═══ Data extract ═══

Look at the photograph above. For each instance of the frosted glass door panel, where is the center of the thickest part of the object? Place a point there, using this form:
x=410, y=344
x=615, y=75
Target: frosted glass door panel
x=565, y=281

═══

■ **Task instructions**: Copy out the material in its entirety. Keep it exact.

■ **Your solution**:
Look at the photograph above. For each instance of the frosted glass door panel, where is the center of the thickest part of the object? Place a point there, using this form:
x=410, y=344
x=615, y=75
Target: frosted glass door panel
x=565, y=281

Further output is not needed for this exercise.